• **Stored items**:
+++
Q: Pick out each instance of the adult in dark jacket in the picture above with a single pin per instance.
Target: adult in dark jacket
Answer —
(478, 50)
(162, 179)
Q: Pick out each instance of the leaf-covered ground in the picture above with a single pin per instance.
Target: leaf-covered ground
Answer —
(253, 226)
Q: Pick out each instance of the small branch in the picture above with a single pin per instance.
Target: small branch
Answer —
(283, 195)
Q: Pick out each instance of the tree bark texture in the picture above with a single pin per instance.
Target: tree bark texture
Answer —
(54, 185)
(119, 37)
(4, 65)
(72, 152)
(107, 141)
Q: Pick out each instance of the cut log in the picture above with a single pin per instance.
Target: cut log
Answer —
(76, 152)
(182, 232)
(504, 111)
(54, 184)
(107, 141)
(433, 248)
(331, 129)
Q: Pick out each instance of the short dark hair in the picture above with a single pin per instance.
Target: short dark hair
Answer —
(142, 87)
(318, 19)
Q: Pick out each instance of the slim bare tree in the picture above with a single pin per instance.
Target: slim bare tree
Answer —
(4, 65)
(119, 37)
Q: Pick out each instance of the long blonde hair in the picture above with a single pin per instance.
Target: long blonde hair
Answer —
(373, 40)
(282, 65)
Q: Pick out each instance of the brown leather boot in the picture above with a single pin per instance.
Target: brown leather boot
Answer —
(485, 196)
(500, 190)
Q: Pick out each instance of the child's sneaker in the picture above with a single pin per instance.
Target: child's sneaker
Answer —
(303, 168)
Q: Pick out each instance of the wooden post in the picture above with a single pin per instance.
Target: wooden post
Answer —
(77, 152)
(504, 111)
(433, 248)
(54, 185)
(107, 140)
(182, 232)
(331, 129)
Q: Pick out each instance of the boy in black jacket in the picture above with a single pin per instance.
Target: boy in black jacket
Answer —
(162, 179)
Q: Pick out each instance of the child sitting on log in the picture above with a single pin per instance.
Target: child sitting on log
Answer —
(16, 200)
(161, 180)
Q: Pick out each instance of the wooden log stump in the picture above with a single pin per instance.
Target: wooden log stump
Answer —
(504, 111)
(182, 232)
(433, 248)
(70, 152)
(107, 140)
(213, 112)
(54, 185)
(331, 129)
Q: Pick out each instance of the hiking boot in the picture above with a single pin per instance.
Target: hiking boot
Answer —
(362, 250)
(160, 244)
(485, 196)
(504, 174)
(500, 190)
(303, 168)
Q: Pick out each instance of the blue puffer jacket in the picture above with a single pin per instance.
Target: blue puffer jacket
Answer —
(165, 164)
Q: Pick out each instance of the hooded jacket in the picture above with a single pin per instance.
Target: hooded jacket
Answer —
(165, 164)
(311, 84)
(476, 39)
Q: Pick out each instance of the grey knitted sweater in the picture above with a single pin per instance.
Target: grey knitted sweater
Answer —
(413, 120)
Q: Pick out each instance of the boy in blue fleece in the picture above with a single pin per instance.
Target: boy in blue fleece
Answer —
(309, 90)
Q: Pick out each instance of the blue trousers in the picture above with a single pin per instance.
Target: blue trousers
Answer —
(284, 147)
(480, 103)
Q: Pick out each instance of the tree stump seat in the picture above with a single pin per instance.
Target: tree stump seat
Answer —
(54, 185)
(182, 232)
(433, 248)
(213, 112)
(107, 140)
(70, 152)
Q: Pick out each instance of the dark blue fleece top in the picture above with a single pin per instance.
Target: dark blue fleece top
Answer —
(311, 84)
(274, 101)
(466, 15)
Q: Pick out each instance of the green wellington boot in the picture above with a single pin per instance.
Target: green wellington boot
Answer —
+++
Please set down each line of the records exactly as given.

Q: Pick out each instance of the adult in dark jacket in the picture above with a single pin per instance.
Target: adult in dark jacket
Answer —
(478, 50)
(162, 179)
Q: Pick out each instance of the leaf-covered ground in the picture above with a single pin per instance.
Target: leaf-covered ground
Answer —
(253, 226)
Q: Pick out each instance of the small branch in the picture above with a single pin per instance.
Target: small branch
Answer —
(283, 195)
Q: Pick out each instance of the tree bark texture in the picture above with a single pin per instance.
Target: tree bark texture
Answer —
(54, 185)
(119, 37)
(4, 65)
(72, 152)
(107, 141)
Q: Pick out each instance of the cut log in the picture above with a single pin per instance.
Target: cut log
Answer —
(76, 152)
(182, 232)
(504, 111)
(54, 184)
(107, 141)
(433, 248)
(331, 129)
Q: Pick out each instance of the short dark hair in the picture above with a single pin per instance.
Target: short dark hair
Answer —
(142, 87)
(318, 19)
Q: Pick out each instance of the slim bare tree in the picture above with a single pin per instance.
Target: slim bare tree
Answer —
(4, 65)
(119, 37)
Q: Pick out each instance of the long blonde hair in the picture above with a single pin per instance.
Target: long blonde hair
Answer —
(373, 40)
(282, 65)
Q: Pick out each instance of the brown leather boot in the picture above with a single pin per instance.
Target: brown leather boot
Answer —
(485, 196)
(500, 190)
Q: Pick out each instance of the child's sneaker in the picture above with a single pin per instance.
Target: child's sneaker
Answer —
(303, 168)
Q: Pick out each instance of the wooden post in the picture above with a single pin per instance.
Target: wooden post
Answer —
(77, 152)
(504, 111)
(433, 248)
(54, 185)
(107, 140)
(182, 232)
(331, 129)
Q: Pick out each instance of the boy in black jacket in the picture above with a single pin per instance.
Target: boy in black jacket
Answer —
(162, 179)
Q: Pick out each instance of the child sitting on log in the picture above with a single pin per instance.
Target: child sitting on log
Answer —
(16, 200)
(161, 180)
Q: Pick out each instance of the wooden log stump in the picture above with a single pin per instance.
Target: wooden log stump
Answer —
(504, 111)
(182, 232)
(433, 248)
(70, 152)
(107, 140)
(213, 112)
(54, 185)
(331, 129)
Q: Pick out each instance of the hiking boot in the picture above with a single pin per instance.
Target: hiking boot
Answer —
(362, 250)
(160, 244)
(485, 196)
(504, 174)
(500, 190)
(303, 168)
Q: Pick out each instance of the blue puffer jacket in the picture above with a single pin per instance.
Target: blue puffer jacket
Answer —
(165, 164)
Q: Pick out each instance of the hooded jacket in the picture above with a single pin per instance.
Target: hooded jacket
Answer —
(165, 164)
(311, 84)
(476, 39)
Q: Pick out each instance of the grey knitted sweater in the picture above with a single pin per instance.
Target: grey knitted sweater
Answer —
(413, 120)
Q: Pick out each instance of the boy in blue fleece in the picture above with a single pin per instance.
Target: boy in blue fleece
Answer —
(309, 90)
Q: Pick out each instance of the blue trousers in the picture above with a single pin per instance.
Target: blue trousers
Answer —
(284, 147)
(480, 103)
Q: Pick out each instance of the tree stump seat in the picture above with a single pin per instance.
Target: tree stump seat
Answer —
(54, 185)
(182, 232)
(433, 248)
(213, 112)
(107, 140)
(70, 152)
Q: Pick out each instance of the dark blue fleece top in the picture above with a single pin per instance.
Target: dark blue fleece top
Answer —
(311, 84)
(274, 101)
(466, 15)
Q: Pick out each instance of the green wellington boot in the picture above with a single pin per instance.
Target: green wellington boot
Answer —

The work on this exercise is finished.